Position identification records

════════════════════

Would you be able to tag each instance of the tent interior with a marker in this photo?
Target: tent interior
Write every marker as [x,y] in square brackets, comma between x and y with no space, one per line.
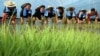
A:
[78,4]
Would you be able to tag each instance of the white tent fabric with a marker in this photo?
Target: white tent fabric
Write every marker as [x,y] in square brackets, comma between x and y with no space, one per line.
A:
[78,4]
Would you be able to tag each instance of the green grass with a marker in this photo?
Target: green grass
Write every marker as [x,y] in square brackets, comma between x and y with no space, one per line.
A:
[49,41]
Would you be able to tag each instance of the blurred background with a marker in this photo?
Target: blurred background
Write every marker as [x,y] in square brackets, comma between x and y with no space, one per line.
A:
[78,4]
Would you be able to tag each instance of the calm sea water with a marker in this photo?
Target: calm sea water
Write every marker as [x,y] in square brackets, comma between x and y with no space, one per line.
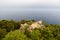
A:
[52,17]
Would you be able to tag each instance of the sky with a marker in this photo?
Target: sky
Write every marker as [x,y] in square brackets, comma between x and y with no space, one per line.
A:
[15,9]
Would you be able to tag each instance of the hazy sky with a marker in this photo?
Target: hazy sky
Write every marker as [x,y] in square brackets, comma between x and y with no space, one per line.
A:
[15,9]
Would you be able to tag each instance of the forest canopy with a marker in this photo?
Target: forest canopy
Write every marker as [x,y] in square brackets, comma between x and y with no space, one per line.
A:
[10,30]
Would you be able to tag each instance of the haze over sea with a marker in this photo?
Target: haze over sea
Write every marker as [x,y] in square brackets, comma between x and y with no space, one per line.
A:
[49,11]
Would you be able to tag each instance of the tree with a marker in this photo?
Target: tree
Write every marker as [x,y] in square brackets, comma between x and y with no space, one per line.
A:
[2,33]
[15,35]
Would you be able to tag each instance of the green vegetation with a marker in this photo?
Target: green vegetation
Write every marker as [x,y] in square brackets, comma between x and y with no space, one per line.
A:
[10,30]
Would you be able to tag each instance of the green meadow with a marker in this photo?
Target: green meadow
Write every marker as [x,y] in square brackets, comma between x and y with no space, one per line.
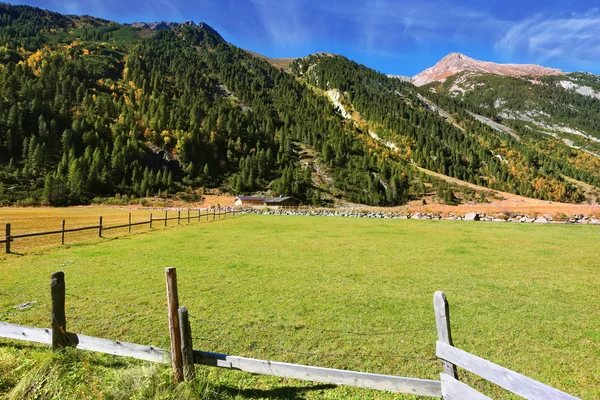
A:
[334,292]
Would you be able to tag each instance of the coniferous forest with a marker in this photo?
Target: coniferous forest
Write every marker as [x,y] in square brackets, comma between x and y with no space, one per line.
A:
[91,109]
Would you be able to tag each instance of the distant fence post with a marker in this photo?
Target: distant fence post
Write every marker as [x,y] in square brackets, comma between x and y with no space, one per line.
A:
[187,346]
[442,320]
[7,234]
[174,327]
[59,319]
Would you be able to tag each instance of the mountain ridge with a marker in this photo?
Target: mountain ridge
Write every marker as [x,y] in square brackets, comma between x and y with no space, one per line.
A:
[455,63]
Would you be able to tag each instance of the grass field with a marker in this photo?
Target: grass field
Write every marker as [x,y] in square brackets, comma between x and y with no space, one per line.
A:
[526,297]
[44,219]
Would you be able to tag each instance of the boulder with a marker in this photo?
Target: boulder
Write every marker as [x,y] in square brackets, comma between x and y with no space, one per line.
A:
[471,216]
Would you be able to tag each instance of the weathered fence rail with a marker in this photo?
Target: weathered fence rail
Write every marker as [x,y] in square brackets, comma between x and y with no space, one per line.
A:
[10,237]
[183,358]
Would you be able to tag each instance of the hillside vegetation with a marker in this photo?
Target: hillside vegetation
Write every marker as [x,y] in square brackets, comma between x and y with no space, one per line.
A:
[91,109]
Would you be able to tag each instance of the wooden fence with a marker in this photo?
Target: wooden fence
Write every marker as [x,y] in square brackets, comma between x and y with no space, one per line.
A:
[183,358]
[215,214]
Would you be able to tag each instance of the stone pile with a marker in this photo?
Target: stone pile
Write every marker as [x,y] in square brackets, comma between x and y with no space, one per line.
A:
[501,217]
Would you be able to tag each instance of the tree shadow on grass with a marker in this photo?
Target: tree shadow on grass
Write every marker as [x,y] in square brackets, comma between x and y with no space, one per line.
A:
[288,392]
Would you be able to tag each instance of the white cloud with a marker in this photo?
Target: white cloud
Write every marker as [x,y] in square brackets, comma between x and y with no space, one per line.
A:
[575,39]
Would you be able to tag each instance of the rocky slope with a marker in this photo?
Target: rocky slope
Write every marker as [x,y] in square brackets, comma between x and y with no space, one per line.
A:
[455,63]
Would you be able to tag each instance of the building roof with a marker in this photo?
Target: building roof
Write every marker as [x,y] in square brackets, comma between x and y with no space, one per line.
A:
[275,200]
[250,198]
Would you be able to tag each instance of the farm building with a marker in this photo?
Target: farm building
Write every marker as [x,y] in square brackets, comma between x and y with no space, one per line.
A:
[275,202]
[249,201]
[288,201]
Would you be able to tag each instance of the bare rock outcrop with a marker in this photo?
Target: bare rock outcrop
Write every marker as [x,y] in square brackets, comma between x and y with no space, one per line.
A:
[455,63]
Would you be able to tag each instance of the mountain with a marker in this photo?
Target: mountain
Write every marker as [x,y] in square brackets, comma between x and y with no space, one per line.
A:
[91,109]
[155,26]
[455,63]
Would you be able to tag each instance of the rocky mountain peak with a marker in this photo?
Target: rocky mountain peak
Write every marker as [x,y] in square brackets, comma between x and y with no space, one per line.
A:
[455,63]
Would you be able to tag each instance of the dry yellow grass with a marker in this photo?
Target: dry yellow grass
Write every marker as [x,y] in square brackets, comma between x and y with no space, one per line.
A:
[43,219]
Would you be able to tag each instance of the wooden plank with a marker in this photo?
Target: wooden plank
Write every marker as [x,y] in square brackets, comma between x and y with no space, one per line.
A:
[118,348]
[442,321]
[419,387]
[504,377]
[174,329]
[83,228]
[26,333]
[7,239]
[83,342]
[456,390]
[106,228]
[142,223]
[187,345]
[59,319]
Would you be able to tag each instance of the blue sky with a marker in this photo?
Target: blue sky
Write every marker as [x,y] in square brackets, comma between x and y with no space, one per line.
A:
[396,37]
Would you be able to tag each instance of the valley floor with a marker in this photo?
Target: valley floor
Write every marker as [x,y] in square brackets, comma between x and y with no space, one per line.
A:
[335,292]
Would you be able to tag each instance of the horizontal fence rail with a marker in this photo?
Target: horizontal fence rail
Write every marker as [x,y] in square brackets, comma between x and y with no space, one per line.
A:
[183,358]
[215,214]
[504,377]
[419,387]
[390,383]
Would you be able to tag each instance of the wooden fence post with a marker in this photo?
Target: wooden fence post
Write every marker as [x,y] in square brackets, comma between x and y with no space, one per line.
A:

════════════════════

## Exercise directions:
Exclude the pictures. Write out the remaining data exactly.

## Full solution:
Would you be able to tag each instance of the tent interior with a marker in this photo?
Target: tent interior
Write every marker as [x,y] in square brackets, comma between x and y with no space, one per line.
A:
[78,4]
Would you be able to tag each instance of the white tent fabric with a marker in this photo?
Target: white tent fabric
Write every marker as [x,y] in square brackets, comma between x and y with no space, one per line.
A:
[78,4]
Would you be able to tag each instance of the green grass with a marker in this photo?
Target: green grass
Write every marker as [x,y] in square brackets, comma between x and y with no space, one per line.
A:
[49,41]
Would you be able to tag each instance of the blurred background with a marker in this photo?
Target: blurred background
Write every marker as [x,y] in square brackets, comma between x and y with no space, one per line.
A:
[78,4]
Would you be able to tag each instance of the calm sea water with a marker in this photo?
Target: calm sea water
Write every marker as [x,y] in square brackets, comma between x and y with no space, one per line.
A:
[52,17]
Would you be able to tag each instance of the sky with a marker in this photo?
Target: sky
Write every marker as [x,y] in square brackets, comma between x and y with no space, one per line.
A:
[15,9]
Would you be able to tag each instance of the hazy sky with a marker in this photo?
Target: hazy sky
Write every marker as [x,y] in square brackets, comma between x and y with no space, one per line.
A:
[15,9]
Would you be able to tag each instance of the forest canopy with a marker in this photo?
Target: forest canopy
Write every marker as [x,y] in square brackets, comma between x and y with no space, one per line.
A:
[10,30]
Would you be able to tag each instance of the haze over sea with a marker in this photo?
Target: haze over sea
Write every marker as [x,y] in square brackets, comma between x and y with no space, one per line.
A:
[49,11]
Would you be able to tag each instance of the tree with a marker in this photo?
Target: tree
Write every marker as [x,y] in square brackets, comma between x and y with no space, one per line.
A:
[2,33]
[15,35]
Would you be able to tag each instance of the green vegetation with a marker in this photo?
Target: green vegetation
Write every marker as [x,y] in square brackets, comma between x and y with no space, one per line.
A:
[10,30]
Would you be able to tag each instance of the green meadow with a marker in this photo?
Target: green meadow
Write every marker as [x,y] in square brackets, comma between x and y with no space, one per line.
A:
[334,292]
Would you be able to tag each instance of the coniferous forest with a marker in this photo?
Target: coniferous forest
Write every marker as [x,y] in square brackets, comma between x and y with no space, one per line.
A:
[91,109]
Would you be able to tag each instance of the distant fence post with a marker in this photo?
Target: distant fence post
Write every marker as [x,y] in square brackets, comma between x and y with no space, one per line.
A:
[187,346]
[442,320]
[7,234]
[174,327]
[59,319]
Would you be able to tag each instance of the mountain ridge with a marker in this photo?
Target: mountain ridge
Write every marker as [x,y] in square brackets, comma between x and y with no space, one per line.
A:
[455,63]
Would you be able to tag each instance of the grass field with a marker in this photo?
Target: grass field
Write every marker as [x,y] in square brackets, comma between x and y with no space, one per line.
A:
[526,297]
[44,219]
Would you be able to tag each instance of the boulder with a marker in this photo?
Target: boulder
Write every marker as [x,y] in square brackets, comma between x and y with no space, one per line.
A:
[471,216]
Would you be able to tag each instance of the weathered fence rail with a marker in this photo?
Target: weathered fence rail
Write every marker as [x,y] in square brackets, comma between x and y with no space, one per line.
A:
[10,237]
[183,358]
Would you be able to tag each instance of the hillside vegetation with a marker in this photo?
Target: hillside vegetation
Write every marker as [x,y] in square brackets, comma between x and y with no space, one per line.
A:
[91,109]
Would you be able to tag each instance of the wooden fence with a marker in this photo?
Target: wooden fence
Write every marker as [x,y] in square brackets, comma between x and y with no space, one per line.
A:
[183,358]
[215,214]
Would you be able to tag each instance of the stone pile with a marker in this photo?
Target: stone pile
Write every marker as [x,y] in square brackets, comma between x and y with no space, one per line.
A:
[501,217]
Would you be able to tag each instance of the tree shadow on grass with a marker in this photo?
Target: tree shadow on grass
Write every marker as [x,y] in square brackets, comma between x and y with no space, one per line.
A:
[288,392]
Would you be able to tag each instance of the white cloud with a marker in this photo?
Target: white cloud
Write every marker as [x,y] in square brackets, comma between x and y with no space, one per line.
A:
[575,39]
Would you be able to tag each instance of the rocky slope with a marker in this photo?
Target: rocky slope
Write every marker as [x,y] in square brackets, comma between x and y with no space, one per line.
A:
[455,63]
Would you be able to tag each instance of the building roof with a marker in this photo?
Target: building roof
Write every marker as [x,y] in square brackets, comma between x and y with no space, one per line.
A:
[275,200]
[250,198]
Would you be able to tag each instance of the farm building with a marker in this photo?
Target: farm building
Write every marker as [x,y] in square brackets, comma between x and y with no space, one per line.
A:
[275,202]
[249,201]
[288,201]
Would you be able to tag each instance of the bare rock outcrop with a marker in this photo?
Target: bare rock outcrop
Write every marker as [x,y] in square brackets, comma between x and y with no space, one per line.
A:
[455,63]
Would you be able to tag each instance of the mountain with a marker in this photo?
Target: mountain
Write every marker as [x,y] in square brackets, comma between x and y with no space, one per line.
A:
[91,109]
[155,26]
[455,63]
Would you be able to tag each instance of the rocky mountain peak with a marker in this photo?
Target: rocky mountain peak
Write every marker as [x,y] in square brackets, comma between x and y with no space, one per line.
A:
[455,63]
Would you be able to tag each instance of the dry yellow grass with a marker in this photo?
Target: dry yellow grass
Write every marker as [x,y] in square brackets, comma between x and y with no space, one per line.
A:
[43,219]
Would you be able to tag each instance of the wooden plank with a marker in this photo?
Target: wooden plank
Write every marker as [x,y] in square brackets, comma between x and y with no space, one per line.
A:
[118,348]
[442,321]
[419,387]
[504,377]
[174,329]
[83,228]
[26,333]
[7,239]
[83,342]
[456,390]
[106,228]
[142,223]
[187,345]
[59,319]
Would you be able to tag each instance of the blue sky with a marker in this photo?
Target: blue sky
Write every marker as [x,y] in square brackets, comma between x and y with no space, one per line.
A:
[396,37]
Would you be able to tag each instance of the valley floor with a marker in this photo?
Target: valley floor
Write every marker as [x,y] in square brackets, comma between x and y with no space, one per line.
A:
[335,292]
Would you be able to tag each instance of the horizontal fence rail with a marker in this photo?
Target: horizontal fence rail
Write every marker as [x,y] in square brackets, comma between x and y with no space, one per line.
A:
[183,358]
[215,214]
[504,377]
[419,387]
[390,383]
Would you be able to tag each instance of the wooden fence post with a marker in this photo?
Target: wooden fence post
Write every marker as [x,y] in square brackets, comma between x and y with no space, one per line.
A:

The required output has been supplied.